> [输入记录]
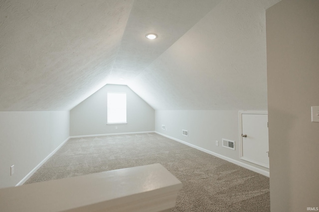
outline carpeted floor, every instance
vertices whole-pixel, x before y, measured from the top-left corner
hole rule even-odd
[[[269,212],[269,178],[155,133],[71,139],[26,182],[160,163],[183,184],[172,212]]]

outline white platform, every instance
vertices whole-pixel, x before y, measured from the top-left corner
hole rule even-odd
[[[157,163],[0,189],[0,211],[160,212],[181,188]]]

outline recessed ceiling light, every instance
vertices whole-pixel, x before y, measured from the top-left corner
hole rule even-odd
[[[146,37],[150,40],[153,40],[158,37],[158,35],[155,33],[149,33],[146,35]]]

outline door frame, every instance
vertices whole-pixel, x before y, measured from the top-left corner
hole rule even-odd
[[[242,127],[242,115],[243,114],[261,114],[261,115],[268,115],[268,111],[239,111],[238,112],[238,114],[239,116],[239,143],[240,144],[240,158],[242,160],[245,160],[246,161],[250,162],[251,163],[254,163],[255,164],[257,164],[260,165],[261,166],[263,166],[265,168],[269,168],[269,165],[266,164],[264,163],[261,163],[258,161],[256,161],[255,160],[251,160],[249,158],[247,158],[244,157],[243,154],[243,137],[241,136],[243,133],[243,127]],[[268,142],[268,143],[269,143]],[[268,144],[269,145],[269,144]]]

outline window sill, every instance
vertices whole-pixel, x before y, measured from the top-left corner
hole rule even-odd
[[[118,123],[106,123],[107,125],[127,125],[127,122],[121,122]]]

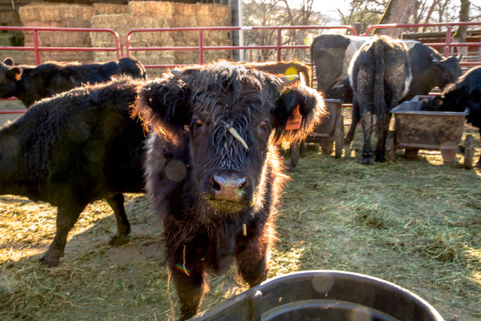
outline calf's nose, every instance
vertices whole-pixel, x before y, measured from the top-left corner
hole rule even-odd
[[[233,171],[215,173],[212,180],[215,199],[236,202],[242,201],[247,184],[245,175]]]

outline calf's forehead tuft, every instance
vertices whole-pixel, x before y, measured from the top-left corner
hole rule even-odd
[[[208,114],[219,109],[227,113],[246,109],[269,112],[280,80],[241,65],[220,64],[199,70],[189,82],[197,111]]]

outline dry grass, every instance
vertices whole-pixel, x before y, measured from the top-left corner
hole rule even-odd
[[[479,157],[478,135],[465,131],[475,135]],[[314,146],[304,153],[282,197],[269,276],[363,273],[414,291],[446,320],[479,320],[481,173],[442,165],[438,152],[362,166],[361,137],[340,159]],[[98,201],[76,224],[60,265],[46,268],[38,259],[53,238],[55,209],[1,197],[0,318],[171,320],[161,227],[144,195],[128,195],[126,203],[128,244],[107,245],[115,219]],[[234,267],[209,283],[202,309],[247,289]]]

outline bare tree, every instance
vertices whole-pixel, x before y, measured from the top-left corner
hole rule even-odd
[[[469,21],[469,0],[460,0],[461,2],[461,8],[459,10],[459,21]],[[453,34],[453,43],[465,43],[466,42],[466,32],[467,27],[465,25],[460,25],[456,29],[456,32]],[[462,54],[463,59],[466,59],[468,56],[467,47],[458,47],[458,51]]]
[[[415,15],[416,4],[416,0],[390,0],[378,24],[408,23],[410,19]],[[377,29],[374,33],[399,38],[402,32],[401,28],[389,28]]]
[[[320,12],[313,11],[314,0],[303,0],[300,8],[293,8],[286,0],[251,0],[244,3],[244,25],[320,25],[325,20]],[[304,32],[289,30],[282,34],[282,45],[302,44]],[[275,30],[250,30],[245,32],[247,45],[272,45],[277,41]],[[255,60],[275,60],[276,51],[262,49]],[[283,50],[282,56],[289,59],[303,60],[304,50]]]

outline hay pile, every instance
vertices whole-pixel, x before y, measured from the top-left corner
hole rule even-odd
[[[32,3],[19,9],[22,23],[25,27],[90,27],[90,19],[96,14],[91,5],[57,3]],[[25,45],[33,46],[31,32],[25,32]],[[89,32],[38,33],[40,45],[43,47],[91,47]],[[42,52],[42,61],[58,60],[91,61],[91,52]],[[33,52],[27,55],[27,63],[35,64]]]

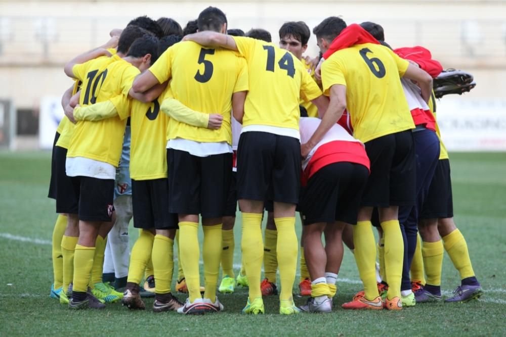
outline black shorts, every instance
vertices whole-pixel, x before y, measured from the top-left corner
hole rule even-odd
[[[79,220],[110,221],[114,211],[114,179],[71,177],[75,197],[79,200]]]
[[[51,155],[51,178],[49,180],[49,192],[48,198],[56,200],[56,142],[60,138],[60,133],[56,131],[55,134],[55,141],[53,143],[53,150]]]
[[[258,131],[241,133],[237,197],[297,204],[301,163],[301,143],[296,138]]]
[[[77,214],[79,213],[79,197],[74,190],[74,184],[67,175],[65,162],[67,149],[55,147],[56,173],[56,213]]]
[[[134,227],[178,229],[178,215],[168,212],[168,180],[132,179]]]
[[[343,221],[357,224],[369,170],[348,162],[324,166],[308,181],[301,198],[304,224]]]
[[[223,217],[232,176],[232,156],[225,153],[197,157],[167,149],[169,212]]]
[[[230,187],[228,189],[227,206],[225,210],[225,216],[235,216],[237,210],[237,172],[232,172]]]
[[[365,145],[371,163],[371,174],[361,205],[414,206],[416,163],[411,130],[387,134]]]
[[[434,176],[429,188],[418,217],[421,219],[439,219],[453,216],[453,201],[450,176],[450,161],[441,159],[438,162]]]

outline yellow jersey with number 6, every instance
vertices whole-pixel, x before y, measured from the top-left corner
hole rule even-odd
[[[414,128],[400,77],[409,63],[374,43],[338,51],[321,67],[323,92],[346,86],[346,109],[353,135],[362,142]]]

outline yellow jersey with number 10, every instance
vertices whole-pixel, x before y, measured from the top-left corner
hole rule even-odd
[[[369,43],[342,49],[323,62],[324,93],[334,84],[346,86],[355,138],[365,143],[414,128],[400,81],[409,64],[390,49]]]

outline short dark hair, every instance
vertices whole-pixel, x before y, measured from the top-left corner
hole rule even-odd
[[[183,28],[181,28],[177,21],[170,18],[160,18],[156,20],[156,23],[163,31],[163,36],[167,36],[171,35],[177,35],[183,36]]]
[[[313,33],[316,35],[317,39],[324,38],[332,41],[346,28],[346,23],[344,20],[336,16],[331,16],[313,28]]]
[[[252,37],[257,40],[262,40],[266,42],[272,42],[271,33],[265,29],[262,28],[251,28],[246,33],[248,37]]]
[[[209,6],[200,12],[197,19],[199,31],[213,30],[219,32],[224,23],[227,23],[227,16],[221,10]]]
[[[167,48],[181,40],[181,37],[178,35],[170,35],[163,36],[158,42],[158,56],[163,54]]]
[[[152,35],[153,34],[150,32],[138,26],[133,25],[127,26],[126,28],[121,32],[121,34],[119,35],[117,49],[118,53],[126,54],[134,41],[139,37],[142,37],[145,35]]]
[[[141,28],[144,28],[146,30],[150,31],[158,38],[163,36],[163,31],[160,28],[160,25],[156,23],[156,21],[146,15],[136,18],[129,22],[126,26],[132,25],[138,26]]]
[[[244,32],[242,29],[227,29],[227,34],[232,36],[244,36]]]
[[[385,31],[383,27],[377,23],[365,21],[360,24],[360,27],[372,35],[378,41],[385,41]]]
[[[158,59],[158,39],[150,35],[145,35],[139,37],[132,44],[128,50],[126,56],[134,58],[144,57],[151,54],[151,64],[155,63]]]
[[[197,25],[196,20],[190,20],[186,24],[186,26],[183,29],[183,36],[186,36],[190,34],[193,34],[197,32],[198,26]]]
[[[300,41],[303,45],[308,44],[311,35],[309,27],[303,21],[285,22],[279,28],[279,38],[291,35],[296,40]]]

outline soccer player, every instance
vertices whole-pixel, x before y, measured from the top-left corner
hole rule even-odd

> [题目要求] 将上面全部记录逐行原样照抄，一字不改，答案中略去图片。

> [完整答案]
outline carpeted floor, every instance
vertices whole-pixel, x before y, measured from the top-left corner
hole rule even-odd
[[[269,212],[269,178],[155,133],[71,139],[26,182],[160,163],[183,184],[172,212]]]

outline white platform, every instance
vertices whole-pixel, x before y, measured from the top-left corner
hole rule even-odd
[[[157,163],[0,189],[0,211],[160,212],[181,188]]]

outline recessed ceiling light, every instance
vertices whole-pixel, x before y, measured from the top-left corner
hole rule even-odd
[[[146,37],[150,40],[153,40],[158,37],[158,35],[155,33],[149,33],[146,35]]]

outline door frame, every instance
vertices whole-pixel, x before y, measured from the top-left corner
hole rule even-odd
[[[242,127],[242,115],[243,114],[261,114],[261,115],[268,115],[268,111],[239,111],[238,112],[238,114],[239,116],[239,143],[240,144],[240,158],[242,160],[245,160],[246,161],[250,162],[251,163],[254,163],[255,164],[257,164],[260,165],[261,166],[263,166],[265,168],[269,168],[269,165],[266,164],[264,163],[261,163],[258,161],[256,161],[255,160],[251,160],[249,158],[247,158],[244,157],[243,154],[243,137],[241,136],[243,133],[243,127]],[[268,142],[268,143],[269,143]],[[268,144],[269,145],[269,144]]]

outline window sill, every instance
vertices whole-pixel, x before y, measured from the top-left corner
hole rule even-odd
[[[118,123],[106,123],[107,125],[127,125],[127,122],[121,122]]]

outline calf's nose, every instance
vertices whole-pixel, x before y, measured from the top-left corner
hole rule even-odd
[[[233,171],[215,173],[212,180],[215,199],[236,202],[242,201],[247,184],[245,175]]]

outline calf's forehead tuft, every instance
vertices whole-pixel, x before y, measured from the top-left corner
hole rule even-odd
[[[208,114],[219,109],[227,113],[246,109],[269,112],[280,80],[241,65],[220,64],[199,70],[189,82],[197,111]]]

outline dry grass, every instance
vertices whole-pixel, x before y, measured from the top-left corner
hole rule even-odd
[[[479,157],[478,135],[465,131],[475,135]],[[314,146],[304,153],[282,197],[269,276],[363,273],[414,291],[446,320],[479,320],[481,173],[442,165],[438,152],[362,166],[361,137],[340,159]],[[98,201],[76,224],[60,265],[46,268],[38,259],[53,238],[55,209],[1,197],[0,318],[171,320],[161,227],[144,195],[128,195],[126,203],[128,244],[107,245],[115,219]],[[234,267],[209,283],[202,309],[247,289]]]

outline bare tree, every instance
vertices whole-pixel, x before y, measured from the top-left corner
hole rule even-odd
[[[469,21],[469,0],[460,0],[461,2],[461,8],[459,10],[459,21]],[[453,34],[453,43],[465,43],[466,42],[466,32],[467,27],[465,25],[460,25],[456,29],[456,32]],[[462,54],[463,59],[466,59],[468,56],[467,47],[458,47],[458,51]]]
[[[415,15],[416,4],[416,0],[390,0],[378,24],[408,23],[410,19]],[[377,29],[374,33],[399,38],[402,32],[401,28],[389,28]]]
[[[320,12],[313,11],[314,0],[303,0],[300,8],[293,8],[286,0],[251,0],[244,3],[244,25],[320,25],[325,20]],[[304,32],[289,30],[282,34],[282,45],[302,44]],[[275,30],[250,30],[245,32],[247,45],[272,45],[277,41]],[[255,60],[275,60],[276,51],[262,49]],[[283,50],[282,56],[289,59],[303,60],[304,50]]]

outline hay pile, every instance
vertices whole-pixel, x before y, measured from the top-left corner
hole rule even-odd
[[[32,3],[19,9],[22,23],[25,27],[90,27],[90,19],[96,14],[91,5],[57,3]],[[25,45],[33,46],[31,32],[25,32]],[[89,32],[38,33],[40,45],[43,47],[91,47]],[[42,52],[42,61],[58,60],[91,61],[91,52]],[[33,52],[27,55],[27,63],[35,64]]]

outline black shorts, every instance
vertices whole-pixel, x before y, measured from the top-left corner
hole rule even-odd
[[[79,220],[110,221],[114,211],[114,179],[71,177],[75,197],[79,200]]]
[[[51,155],[51,178],[49,180],[49,192],[48,198],[56,200],[56,142],[60,138],[60,133],[56,131],[55,134],[55,141],[53,143],[53,150]]]
[[[258,131],[241,133],[237,197],[297,204],[301,163],[301,143],[296,138]]]
[[[77,214],[79,213],[79,197],[74,190],[74,184],[67,175],[65,162],[67,149],[55,147],[56,173],[56,213]]]
[[[134,227],[178,229],[178,215],[168,212],[168,180],[132,179]]]
[[[343,221],[357,224],[369,170],[348,162],[324,166],[308,181],[301,198],[304,224]]]
[[[223,217],[232,176],[232,156],[225,153],[197,157],[167,149],[169,212]]]
[[[230,187],[228,189],[227,206],[225,210],[225,216],[235,216],[237,210],[237,172],[232,172]]]
[[[365,145],[371,163],[371,174],[361,205],[414,206],[416,163],[411,130],[387,134]]]
[[[434,176],[429,188],[418,217],[421,219],[439,219],[453,216],[453,201],[450,176],[450,161],[441,159],[438,162]]]

outline yellow jersey with number 6, every instance
vertices whole-pixel, x before y, measured from the top-left corner
hole rule even-odd
[[[414,128],[400,77],[409,63],[374,43],[338,51],[321,67],[323,92],[346,86],[346,109],[353,135],[362,142]]]

outline yellow jersey with number 10, every instance
vertices whole-pixel, x before y, measured from the top-left corner
hole rule even-odd
[[[369,43],[342,49],[323,62],[324,93],[334,84],[346,86],[355,138],[365,143],[414,128],[400,81],[409,64],[390,49]]]

outline short dark hair, every instance
vertices whole-pixel, x before y, measured from the top-left corner
hole rule even-odd
[[[183,28],[181,28],[177,21],[170,18],[160,18],[156,20],[156,23],[163,31],[163,36],[167,36],[171,35],[177,35],[183,36]]]
[[[313,33],[316,35],[317,39],[324,38],[332,41],[346,28],[346,23],[344,20],[336,16],[331,16],[313,28]]]
[[[252,37],[257,40],[262,40],[266,42],[272,42],[271,33],[265,29],[262,28],[251,28],[246,33],[248,37]]]
[[[209,6],[200,12],[197,19],[199,31],[213,30],[219,32],[224,23],[227,23],[227,16],[221,10]]]
[[[167,48],[181,40],[181,37],[178,35],[170,35],[163,36],[158,42],[158,56],[163,54]]]
[[[152,35],[153,34],[150,32],[138,26],[133,25],[127,26],[126,28],[121,32],[121,34],[119,35],[117,49],[118,53],[126,54],[134,41],[139,37],[142,37],[145,35]]]
[[[141,28],[144,28],[146,30],[150,31],[158,38],[163,36],[163,31],[160,28],[160,25],[156,23],[156,21],[146,15],[136,18],[129,22],[126,26],[132,25],[138,26]]]
[[[244,32],[242,29],[227,29],[227,34],[232,36],[244,36]]]
[[[385,31],[383,27],[377,23],[365,21],[360,24],[360,27],[372,35],[378,41],[385,41]]]
[[[158,59],[158,39],[150,35],[145,35],[139,37],[132,44],[128,50],[126,56],[134,58],[144,57],[151,54],[151,64],[155,63]]]
[[[197,25],[196,20],[190,20],[186,24],[186,26],[183,29],[183,36],[186,36],[190,34],[193,34],[197,32],[198,26]]]
[[[300,41],[303,45],[308,44],[311,35],[309,27],[303,21],[285,22],[279,28],[279,38],[291,35],[296,40]]]

outline soccer player, every instance
vertices whole-pixel, x before y, measured from the top-left corner
hole rule even-odd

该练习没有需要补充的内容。